If you are like many of our visitors and customers, you try and choose foods that are as free as possible of harmful chemicals such as pesticides, herbicides & fingicides. But if you consume canned soups, beans and soft drinks, organic or not, you may also be swallowing residues of a very controversial chemical called bisphenol A (BPA) that can leak out of the can linings into your food. BPA has also been found to escape, under certain conditions, from polycarbonate plastic water bottles - like leaving your bottle of water in the car and the sun hitting can be a major one.

Depending on whom you talk to, BPA is either perfectly safe or a dangerous health risk. The plastics industry says it is harmless (obviously), but a large and growing number of scientists from around the world are concluding, from some animal tests, that exposure to BPA in the womb raises the risk of certain cancers, hampers fertility and could contribute to childhood behavioral problems such as hyperactivity. In fact, it is of such a concern that baby bottles containing BPA were banned recetly in Canada - read news article in Washington Post in April.

▶ _Explore the material_
1) In the passage about BPA, swap "soft drinks" for "juices" and write out the stretch from "If you are like" through "a major one." again.
2) Extend the passage about BPA by picking up right after its last sentence.

▶ _Information given_
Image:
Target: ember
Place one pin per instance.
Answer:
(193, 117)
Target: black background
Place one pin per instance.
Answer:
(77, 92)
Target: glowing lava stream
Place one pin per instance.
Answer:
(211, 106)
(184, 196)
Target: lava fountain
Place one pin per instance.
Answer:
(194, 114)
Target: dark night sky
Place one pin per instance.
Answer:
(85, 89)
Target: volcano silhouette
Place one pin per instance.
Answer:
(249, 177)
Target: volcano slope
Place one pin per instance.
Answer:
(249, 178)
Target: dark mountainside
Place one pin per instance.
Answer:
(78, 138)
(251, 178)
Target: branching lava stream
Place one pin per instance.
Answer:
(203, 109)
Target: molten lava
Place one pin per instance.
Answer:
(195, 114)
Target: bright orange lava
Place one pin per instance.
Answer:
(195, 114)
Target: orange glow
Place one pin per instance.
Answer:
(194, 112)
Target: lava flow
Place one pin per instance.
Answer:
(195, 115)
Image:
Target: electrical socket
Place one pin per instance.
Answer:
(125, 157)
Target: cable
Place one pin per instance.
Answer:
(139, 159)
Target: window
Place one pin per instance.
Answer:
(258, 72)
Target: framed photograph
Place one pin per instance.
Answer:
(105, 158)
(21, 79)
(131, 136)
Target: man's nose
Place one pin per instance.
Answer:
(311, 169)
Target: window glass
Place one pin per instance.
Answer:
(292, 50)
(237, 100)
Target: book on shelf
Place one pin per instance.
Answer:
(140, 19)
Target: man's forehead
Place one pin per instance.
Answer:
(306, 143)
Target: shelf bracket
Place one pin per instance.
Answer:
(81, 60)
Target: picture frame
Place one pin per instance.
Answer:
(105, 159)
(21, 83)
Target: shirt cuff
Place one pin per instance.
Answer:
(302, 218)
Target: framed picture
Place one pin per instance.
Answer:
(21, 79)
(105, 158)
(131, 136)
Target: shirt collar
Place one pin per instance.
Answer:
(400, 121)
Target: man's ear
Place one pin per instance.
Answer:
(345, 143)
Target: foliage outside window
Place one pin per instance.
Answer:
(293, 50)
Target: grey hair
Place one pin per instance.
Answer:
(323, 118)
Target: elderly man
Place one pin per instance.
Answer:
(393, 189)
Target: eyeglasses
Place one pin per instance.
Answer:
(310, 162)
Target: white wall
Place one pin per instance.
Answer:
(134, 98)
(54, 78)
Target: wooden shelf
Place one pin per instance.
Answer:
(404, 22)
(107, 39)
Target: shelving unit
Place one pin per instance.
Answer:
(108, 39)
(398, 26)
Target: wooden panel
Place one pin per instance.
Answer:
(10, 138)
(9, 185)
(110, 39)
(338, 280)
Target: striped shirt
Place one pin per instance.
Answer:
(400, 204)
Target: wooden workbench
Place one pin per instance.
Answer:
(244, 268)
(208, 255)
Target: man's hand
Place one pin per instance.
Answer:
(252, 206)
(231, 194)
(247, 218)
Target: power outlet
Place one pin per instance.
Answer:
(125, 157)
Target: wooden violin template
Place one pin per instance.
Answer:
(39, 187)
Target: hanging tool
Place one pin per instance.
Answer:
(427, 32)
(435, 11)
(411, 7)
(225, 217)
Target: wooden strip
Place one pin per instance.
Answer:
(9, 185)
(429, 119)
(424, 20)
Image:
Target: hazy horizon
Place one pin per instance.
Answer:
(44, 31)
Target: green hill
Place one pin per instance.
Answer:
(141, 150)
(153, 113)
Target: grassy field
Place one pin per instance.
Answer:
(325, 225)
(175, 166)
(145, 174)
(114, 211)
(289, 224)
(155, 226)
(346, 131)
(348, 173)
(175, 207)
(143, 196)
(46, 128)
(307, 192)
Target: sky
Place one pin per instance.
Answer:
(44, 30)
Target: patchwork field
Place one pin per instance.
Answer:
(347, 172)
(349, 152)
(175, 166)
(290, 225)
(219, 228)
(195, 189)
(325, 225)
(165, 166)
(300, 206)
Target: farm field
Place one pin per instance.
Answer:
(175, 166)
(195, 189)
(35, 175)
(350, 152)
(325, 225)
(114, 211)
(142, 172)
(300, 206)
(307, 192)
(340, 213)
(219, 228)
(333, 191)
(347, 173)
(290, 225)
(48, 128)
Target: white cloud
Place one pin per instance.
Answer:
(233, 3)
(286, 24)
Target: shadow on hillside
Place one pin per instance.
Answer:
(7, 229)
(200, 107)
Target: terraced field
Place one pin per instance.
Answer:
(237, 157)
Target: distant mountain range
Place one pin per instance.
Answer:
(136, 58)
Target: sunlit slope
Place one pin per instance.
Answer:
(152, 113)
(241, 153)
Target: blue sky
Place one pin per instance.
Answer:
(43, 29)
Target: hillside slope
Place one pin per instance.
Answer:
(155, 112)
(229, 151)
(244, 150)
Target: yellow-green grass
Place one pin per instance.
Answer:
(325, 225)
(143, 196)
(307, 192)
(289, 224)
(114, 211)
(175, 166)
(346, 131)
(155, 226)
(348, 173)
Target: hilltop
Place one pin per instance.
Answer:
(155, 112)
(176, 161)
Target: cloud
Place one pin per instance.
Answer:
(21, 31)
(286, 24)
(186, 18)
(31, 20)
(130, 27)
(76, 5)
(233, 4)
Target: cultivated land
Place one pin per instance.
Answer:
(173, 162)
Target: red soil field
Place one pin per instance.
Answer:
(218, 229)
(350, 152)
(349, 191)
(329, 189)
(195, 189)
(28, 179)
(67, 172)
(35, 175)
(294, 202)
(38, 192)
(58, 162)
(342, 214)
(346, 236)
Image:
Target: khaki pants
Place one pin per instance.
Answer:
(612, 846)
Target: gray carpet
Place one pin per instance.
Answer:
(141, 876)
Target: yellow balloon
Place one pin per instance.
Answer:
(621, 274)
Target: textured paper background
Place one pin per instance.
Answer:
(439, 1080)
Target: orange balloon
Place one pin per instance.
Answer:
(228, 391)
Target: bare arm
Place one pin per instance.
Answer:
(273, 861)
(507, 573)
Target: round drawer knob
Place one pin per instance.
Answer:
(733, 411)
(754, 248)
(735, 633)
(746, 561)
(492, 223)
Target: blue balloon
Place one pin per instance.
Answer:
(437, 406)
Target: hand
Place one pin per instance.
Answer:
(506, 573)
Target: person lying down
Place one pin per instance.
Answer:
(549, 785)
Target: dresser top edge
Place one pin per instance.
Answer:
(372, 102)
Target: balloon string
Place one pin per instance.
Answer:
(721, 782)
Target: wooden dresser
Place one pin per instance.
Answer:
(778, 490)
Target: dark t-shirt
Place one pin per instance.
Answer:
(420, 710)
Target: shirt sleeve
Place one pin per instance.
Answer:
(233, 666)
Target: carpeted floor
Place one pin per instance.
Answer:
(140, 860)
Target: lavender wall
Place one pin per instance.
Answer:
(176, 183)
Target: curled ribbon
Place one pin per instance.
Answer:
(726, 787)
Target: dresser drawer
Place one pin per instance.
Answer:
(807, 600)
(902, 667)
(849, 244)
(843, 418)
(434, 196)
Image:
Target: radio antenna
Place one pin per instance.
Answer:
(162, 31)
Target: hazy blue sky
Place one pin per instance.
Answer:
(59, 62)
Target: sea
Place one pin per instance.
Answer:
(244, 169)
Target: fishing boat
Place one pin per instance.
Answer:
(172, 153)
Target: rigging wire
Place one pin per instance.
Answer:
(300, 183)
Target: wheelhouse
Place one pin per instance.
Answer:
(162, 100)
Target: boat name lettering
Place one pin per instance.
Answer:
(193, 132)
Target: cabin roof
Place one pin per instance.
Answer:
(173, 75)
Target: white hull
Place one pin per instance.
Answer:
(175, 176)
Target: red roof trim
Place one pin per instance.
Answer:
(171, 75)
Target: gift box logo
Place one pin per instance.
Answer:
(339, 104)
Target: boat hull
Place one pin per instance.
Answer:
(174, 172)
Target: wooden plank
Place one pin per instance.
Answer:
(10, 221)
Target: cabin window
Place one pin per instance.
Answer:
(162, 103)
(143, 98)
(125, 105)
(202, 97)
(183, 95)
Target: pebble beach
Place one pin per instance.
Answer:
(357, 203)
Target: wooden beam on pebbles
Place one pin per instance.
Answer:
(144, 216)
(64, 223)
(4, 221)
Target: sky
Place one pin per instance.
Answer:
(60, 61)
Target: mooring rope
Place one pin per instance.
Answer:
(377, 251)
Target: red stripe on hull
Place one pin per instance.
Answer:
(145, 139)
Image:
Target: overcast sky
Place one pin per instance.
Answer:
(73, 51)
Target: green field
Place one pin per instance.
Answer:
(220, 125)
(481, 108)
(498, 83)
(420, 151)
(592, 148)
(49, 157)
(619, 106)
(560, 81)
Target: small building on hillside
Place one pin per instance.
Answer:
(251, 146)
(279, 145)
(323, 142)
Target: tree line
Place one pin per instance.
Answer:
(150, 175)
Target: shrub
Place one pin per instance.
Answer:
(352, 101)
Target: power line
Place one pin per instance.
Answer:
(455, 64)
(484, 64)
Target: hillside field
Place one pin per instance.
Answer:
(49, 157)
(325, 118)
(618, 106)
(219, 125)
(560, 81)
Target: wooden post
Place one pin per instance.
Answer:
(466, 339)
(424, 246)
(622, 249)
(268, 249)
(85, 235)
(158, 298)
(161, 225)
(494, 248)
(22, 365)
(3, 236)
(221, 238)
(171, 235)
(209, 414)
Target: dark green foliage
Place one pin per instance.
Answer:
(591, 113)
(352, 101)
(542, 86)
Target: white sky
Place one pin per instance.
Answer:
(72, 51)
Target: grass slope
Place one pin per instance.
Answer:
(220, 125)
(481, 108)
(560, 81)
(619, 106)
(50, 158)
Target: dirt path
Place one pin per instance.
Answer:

▶ _Replies_
1)
If you are like many of our visitors and customers, you try and choose foods that are as free as possible of harmful chemicals such as pesticides, herbicides & fingicides. But if you consume canned soups, beans and juices, organic or not, you may also be swallowing residues of a very controversial chemical called bisphenol A (BPA) that can leak out of the can linings into your food. BPA has also been found to escape, under certain conditions, from polycarbonate plastic water bottles - like leaving your bottle of water in the car and the sun hitting can be a major one.

2)
According to its critics, BPA mimics naturally occurring estrogen, a hormone that is part of the endocrine system, the body's finely tuned messaging service. "These hormones control the development of the brain, the reproductive system and many other systems in the developing fetus," says Frederick vom Saal, Ph.D., a developmental biologist at the University of Missouri. Endocrine-disrupting chemicals can duplicate, block or exaggerate hormonal responses. "The most harm is to the unborn or newborn child," vom Saal says.
Plastic water and baby bottles, food and beverage can linings and dental sealants are the most commonly encountered uses of this chemical. Unfortunately, it doesn't stay put. BPA has been found to leach from bottles into babies' milk or formula; it migrates from can liners into foods and soda and from epoxy resin-lined vats into wine; and it is found in the mouths of people who've recently had their teeth sealed. Ninety-five percent of Americans were found to have the chemical in their urine in a 2004 biomonitoring study by the Centers for Disease Control and Prevention (CDC).